What you need to do:
Repeat exactly, and only, the lines from the line bearing "Locate the wooden" through the end of the material. Do not copy the pictures.

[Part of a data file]
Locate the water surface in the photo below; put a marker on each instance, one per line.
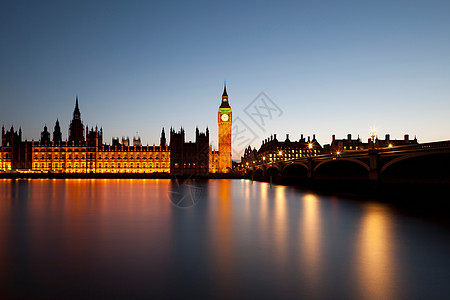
(217, 238)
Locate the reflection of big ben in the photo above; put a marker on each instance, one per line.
(224, 121)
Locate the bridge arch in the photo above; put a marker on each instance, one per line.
(272, 171)
(425, 167)
(342, 169)
(295, 170)
(259, 172)
(357, 161)
(402, 158)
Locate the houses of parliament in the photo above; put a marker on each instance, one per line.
(85, 152)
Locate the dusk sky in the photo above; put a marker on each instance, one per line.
(331, 67)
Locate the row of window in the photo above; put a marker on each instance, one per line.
(91, 156)
(82, 165)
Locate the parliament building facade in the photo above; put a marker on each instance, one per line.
(85, 152)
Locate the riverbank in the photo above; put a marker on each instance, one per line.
(18, 175)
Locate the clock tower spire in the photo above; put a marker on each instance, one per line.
(224, 122)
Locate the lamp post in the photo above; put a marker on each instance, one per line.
(373, 134)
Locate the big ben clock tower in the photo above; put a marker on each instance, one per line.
(224, 120)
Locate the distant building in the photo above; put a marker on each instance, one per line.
(80, 154)
(273, 150)
(189, 158)
(349, 144)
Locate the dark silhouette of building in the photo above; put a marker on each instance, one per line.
(45, 136)
(57, 135)
(14, 154)
(349, 144)
(76, 129)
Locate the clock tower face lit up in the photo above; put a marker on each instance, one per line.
(224, 117)
(224, 122)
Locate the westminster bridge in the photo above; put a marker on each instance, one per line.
(427, 163)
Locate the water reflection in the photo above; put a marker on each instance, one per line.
(310, 243)
(375, 264)
(126, 238)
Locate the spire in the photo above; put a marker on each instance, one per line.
(225, 103)
(76, 111)
(225, 89)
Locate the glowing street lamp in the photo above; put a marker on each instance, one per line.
(373, 134)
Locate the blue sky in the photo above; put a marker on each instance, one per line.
(332, 67)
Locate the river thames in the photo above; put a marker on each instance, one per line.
(109, 238)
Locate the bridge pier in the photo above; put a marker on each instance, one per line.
(374, 168)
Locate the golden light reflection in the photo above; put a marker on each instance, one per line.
(223, 243)
(375, 264)
(310, 242)
(281, 226)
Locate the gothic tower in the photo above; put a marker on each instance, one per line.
(76, 129)
(57, 135)
(224, 121)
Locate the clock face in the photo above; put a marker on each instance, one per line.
(224, 117)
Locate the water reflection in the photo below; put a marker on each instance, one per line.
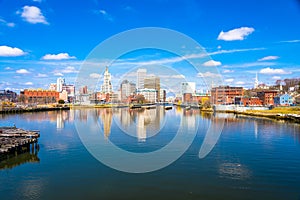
(140, 123)
(20, 159)
(234, 171)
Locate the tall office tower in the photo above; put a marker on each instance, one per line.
(127, 89)
(256, 83)
(59, 83)
(153, 82)
(106, 87)
(141, 75)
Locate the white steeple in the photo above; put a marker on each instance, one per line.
(256, 82)
(106, 87)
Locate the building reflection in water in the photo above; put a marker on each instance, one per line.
(106, 118)
(140, 123)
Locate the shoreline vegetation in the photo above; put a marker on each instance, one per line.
(291, 114)
(278, 113)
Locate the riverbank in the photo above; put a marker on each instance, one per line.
(280, 113)
(15, 140)
(36, 109)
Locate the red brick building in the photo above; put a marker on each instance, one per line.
(251, 101)
(40, 96)
(225, 94)
(267, 96)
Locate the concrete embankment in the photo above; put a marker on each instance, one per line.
(23, 110)
(15, 140)
(277, 116)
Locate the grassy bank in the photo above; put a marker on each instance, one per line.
(278, 110)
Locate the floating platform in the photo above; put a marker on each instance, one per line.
(15, 140)
(23, 110)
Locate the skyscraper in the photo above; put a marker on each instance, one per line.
(256, 83)
(127, 89)
(141, 75)
(106, 87)
(153, 82)
(59, 83)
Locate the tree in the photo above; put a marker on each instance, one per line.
(61, 101)
(207, 104)
(140, 98)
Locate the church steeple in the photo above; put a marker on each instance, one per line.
(256, 81)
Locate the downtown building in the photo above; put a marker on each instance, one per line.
(141, 75)
(153, 83)
(224, 95)
(127, 89)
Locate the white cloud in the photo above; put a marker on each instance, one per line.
(105, 15)
(229, 80)
(28, 83)
(60, 56)
(212, 63)
(240, 83)
(9, 24)
(69, 70)
(235, 34)
(233, 51)
(178, 76)
(209, 74)
(6, 51)
(276, 77)
(269, 70)
(95, 75)
(58, 74)
(22, 71)
(33, 15)
(225, 71)
(41, 75)
(291, 41)
(269, 58)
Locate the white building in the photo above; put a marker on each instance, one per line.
(127, 89)
(59, 83)
(188, 87)
(149, 94)
(141, 75)
(256, 83)
(107, 87)
(52, 86)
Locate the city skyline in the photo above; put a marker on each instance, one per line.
(42, 40)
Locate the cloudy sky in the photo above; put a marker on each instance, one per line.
(41, 40)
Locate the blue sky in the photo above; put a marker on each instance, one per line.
(41, 40)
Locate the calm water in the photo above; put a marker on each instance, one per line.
(252, 158)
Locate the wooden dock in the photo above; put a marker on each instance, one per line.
(24, 110)
(15, 140)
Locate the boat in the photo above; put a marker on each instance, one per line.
(150, 107)
(168, 107)
(134, 106)
(187, 108)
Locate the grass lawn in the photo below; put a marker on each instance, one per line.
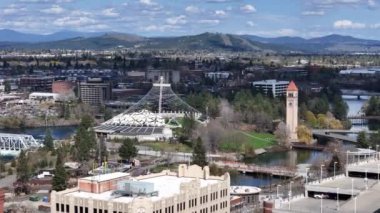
(167, 147)
(238, 141)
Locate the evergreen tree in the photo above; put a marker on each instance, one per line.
(22, 168)
(7, 87)
(127, 149)
(107, 114)
(85, 139)
(59, 182)
(101, 151)
(199, 153)
(48, 141)
(362, 140)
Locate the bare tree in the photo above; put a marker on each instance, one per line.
(282, 134)
(228, 115)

Solution for this problem:
Locate the wooden dock in the photo above; put a marker on each instance, one per line.
(24, 110)
(15, 140)
Locate the boat in the photo above; put a marker on each instance, one per line.
(150, 107)
(168, 107)
(134, 106)
(187, 108)
Locate the grass lawn in the photo below; put a marker on each instance, one per line.
(167, 147)
(238, 141)
Locate the evergreen tree in the photo above; put a marker on each instance, one per line.
(22, 168)
(7, 87)
(127, 149)
(107, 114)
(85, 139)
(59, 182)
(101, 151)
(199, 153)
(48, 141)
(362, 140)
Locate the bare tree in the photo above; put a marker on each instance, one per line.
(282, 134)
(228, 115)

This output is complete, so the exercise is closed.